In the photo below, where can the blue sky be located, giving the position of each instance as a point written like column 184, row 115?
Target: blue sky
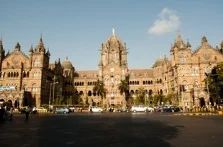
column 76, row 28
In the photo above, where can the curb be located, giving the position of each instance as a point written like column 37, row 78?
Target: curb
column 196, row 114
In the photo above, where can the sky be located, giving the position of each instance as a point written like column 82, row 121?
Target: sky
column 76, row 28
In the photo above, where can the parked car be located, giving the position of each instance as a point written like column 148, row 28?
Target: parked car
column 139, row 108
column 95, row 109
column 62, row 110
column 150, row 109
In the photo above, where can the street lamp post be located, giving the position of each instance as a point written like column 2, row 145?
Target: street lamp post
column 54, row 83
column 50, row 94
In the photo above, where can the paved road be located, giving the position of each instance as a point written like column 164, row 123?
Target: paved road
column 112, row 130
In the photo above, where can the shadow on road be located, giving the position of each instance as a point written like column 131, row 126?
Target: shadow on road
column 104, row 130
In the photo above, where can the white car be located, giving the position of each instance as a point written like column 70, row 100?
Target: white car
column 139, row 108
column 96, row 109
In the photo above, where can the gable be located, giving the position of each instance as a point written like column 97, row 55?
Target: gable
column 15, row 60
column 207, row 55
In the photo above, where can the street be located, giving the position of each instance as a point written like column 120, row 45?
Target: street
column 112, row 129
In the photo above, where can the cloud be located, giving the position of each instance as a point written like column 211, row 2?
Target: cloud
column 167, row 22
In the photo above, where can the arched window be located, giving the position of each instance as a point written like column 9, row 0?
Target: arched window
column 89, row 93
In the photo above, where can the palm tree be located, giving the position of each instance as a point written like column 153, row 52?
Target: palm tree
column 99, row 88
column 124, row 88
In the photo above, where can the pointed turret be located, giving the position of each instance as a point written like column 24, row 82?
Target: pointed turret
column 1, row 45
column 188, row 44
column 17, row 47
column 48, row 52
column 221, row 45
column 179, row 43
column 31, row 49
column 40, row 47
column 2, row 53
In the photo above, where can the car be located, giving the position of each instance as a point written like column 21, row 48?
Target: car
column 95, row 109
column 139, row 108
column 62, row 110
column 150, row 109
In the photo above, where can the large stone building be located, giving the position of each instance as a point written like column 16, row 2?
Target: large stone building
column 31, row 78
column 182, row 74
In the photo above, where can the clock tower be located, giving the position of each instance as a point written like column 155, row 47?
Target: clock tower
column 113, row 68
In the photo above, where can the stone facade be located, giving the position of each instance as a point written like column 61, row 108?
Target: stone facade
column 34, row 79
column 30, row 79
column 182, row 74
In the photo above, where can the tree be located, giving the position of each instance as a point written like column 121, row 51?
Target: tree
column 214, row 84
column 99, row 88
column 124, row 89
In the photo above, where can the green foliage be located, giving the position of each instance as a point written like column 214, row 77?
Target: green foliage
column 99, row 88
column 214, row 81
column 124, row 88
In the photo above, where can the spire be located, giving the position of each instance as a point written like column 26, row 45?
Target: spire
column 221, row 45
column 113, row 31
column 1, row 45
column 41, row 40
column 40, row 47
column 48, row 52
column 188, row 44
column 31, row 49
column 17, row 47
column 204, row 40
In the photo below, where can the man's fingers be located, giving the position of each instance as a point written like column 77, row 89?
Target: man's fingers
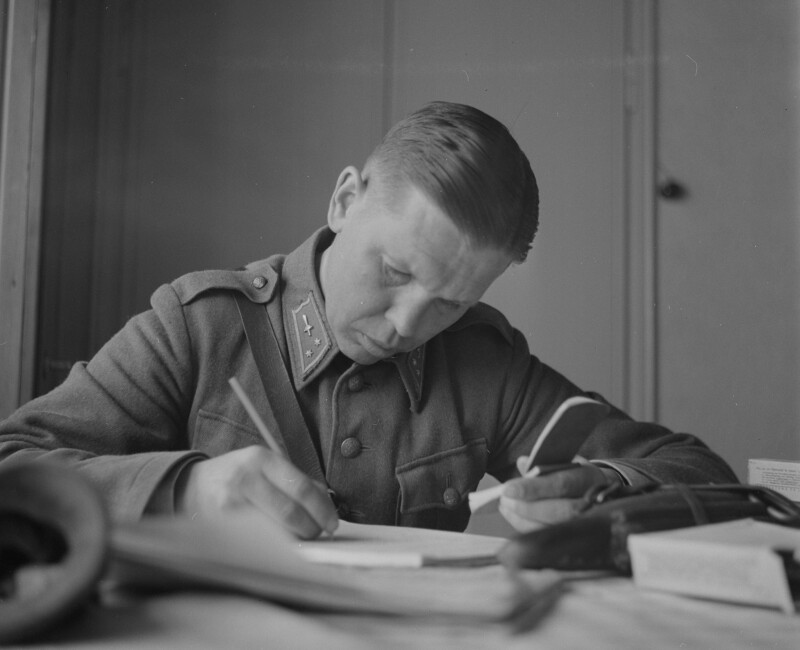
column 530, row 515
column 568, row 483
column 283, row 492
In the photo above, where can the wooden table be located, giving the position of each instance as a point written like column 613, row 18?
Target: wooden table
column 593, row 612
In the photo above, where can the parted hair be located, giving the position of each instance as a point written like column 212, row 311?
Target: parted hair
column 470, row 165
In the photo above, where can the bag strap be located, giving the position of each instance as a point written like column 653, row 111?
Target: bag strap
column 283, row 411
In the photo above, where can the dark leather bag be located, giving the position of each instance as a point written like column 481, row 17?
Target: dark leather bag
column 597, row 537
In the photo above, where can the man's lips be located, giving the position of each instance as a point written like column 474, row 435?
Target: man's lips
column 374, row 347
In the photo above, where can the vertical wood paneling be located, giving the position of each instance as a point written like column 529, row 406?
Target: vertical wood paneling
column 21, row 135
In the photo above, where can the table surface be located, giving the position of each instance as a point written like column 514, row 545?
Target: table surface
column 593, row 611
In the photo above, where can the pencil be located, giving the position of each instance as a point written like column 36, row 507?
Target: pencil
column 255, row 417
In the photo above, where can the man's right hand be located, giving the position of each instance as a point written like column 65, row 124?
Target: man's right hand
column 256, row 477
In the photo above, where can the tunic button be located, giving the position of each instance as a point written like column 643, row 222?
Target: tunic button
column 355, row 383
column 351, row 447
column 451, row 497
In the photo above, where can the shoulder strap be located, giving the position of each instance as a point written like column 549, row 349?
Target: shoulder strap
column 284, row 416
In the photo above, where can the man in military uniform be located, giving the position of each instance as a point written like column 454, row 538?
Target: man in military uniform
column 408, row 389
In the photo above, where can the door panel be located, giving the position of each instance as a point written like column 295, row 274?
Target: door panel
column 729, row 267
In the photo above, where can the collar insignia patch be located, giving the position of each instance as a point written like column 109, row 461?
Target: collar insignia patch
column 310, row 334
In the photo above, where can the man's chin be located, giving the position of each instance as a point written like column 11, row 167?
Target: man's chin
column 365, row 351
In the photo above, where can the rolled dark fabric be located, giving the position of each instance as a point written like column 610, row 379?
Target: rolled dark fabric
column 596, row 539
column 54, row 533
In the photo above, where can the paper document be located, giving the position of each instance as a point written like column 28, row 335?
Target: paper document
column 389, row 546
column 556, row 446
column 742, row 561
column 248, row 554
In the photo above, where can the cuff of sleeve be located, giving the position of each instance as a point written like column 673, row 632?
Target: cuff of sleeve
column 162, row 500
column 627, row 475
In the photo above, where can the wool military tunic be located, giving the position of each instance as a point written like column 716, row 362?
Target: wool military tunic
column 402, row 441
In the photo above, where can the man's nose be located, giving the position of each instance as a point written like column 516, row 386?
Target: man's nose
column 407, row 315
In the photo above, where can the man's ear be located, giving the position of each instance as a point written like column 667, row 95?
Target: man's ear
column 349, row 187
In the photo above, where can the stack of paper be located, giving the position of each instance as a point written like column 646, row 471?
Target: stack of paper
column 248, row 554
column 743, row 561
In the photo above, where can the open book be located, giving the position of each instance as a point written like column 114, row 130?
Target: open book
column 557, row 444
column 249, row 554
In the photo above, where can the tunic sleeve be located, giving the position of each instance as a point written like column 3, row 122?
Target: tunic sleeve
column 120, row 418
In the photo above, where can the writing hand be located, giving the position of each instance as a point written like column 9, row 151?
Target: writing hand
column 531, row 502
column 256, row 477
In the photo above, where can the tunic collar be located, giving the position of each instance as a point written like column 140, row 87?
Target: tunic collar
column 312, row 346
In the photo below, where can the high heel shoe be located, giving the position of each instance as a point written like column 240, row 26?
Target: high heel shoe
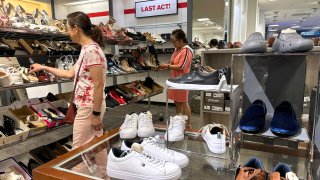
column 4, row 19
column 11, row 13
column 37, row 16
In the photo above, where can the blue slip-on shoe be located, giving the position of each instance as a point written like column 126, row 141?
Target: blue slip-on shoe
column 282, row 171
column 284, row 122
column 255, row 44
column 290, row 41
column 253, row 120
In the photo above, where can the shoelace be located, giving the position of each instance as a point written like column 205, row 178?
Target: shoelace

=-=-=

## WORK INSTRUCTION
Find the lines above that contain the word "shoelace" and copy each one.

## OUTPUT OF THE TASK
In the photo above, where can the shoelace be located, giving the position of each instance as a point written like column 205, row 178?
Target: shoelace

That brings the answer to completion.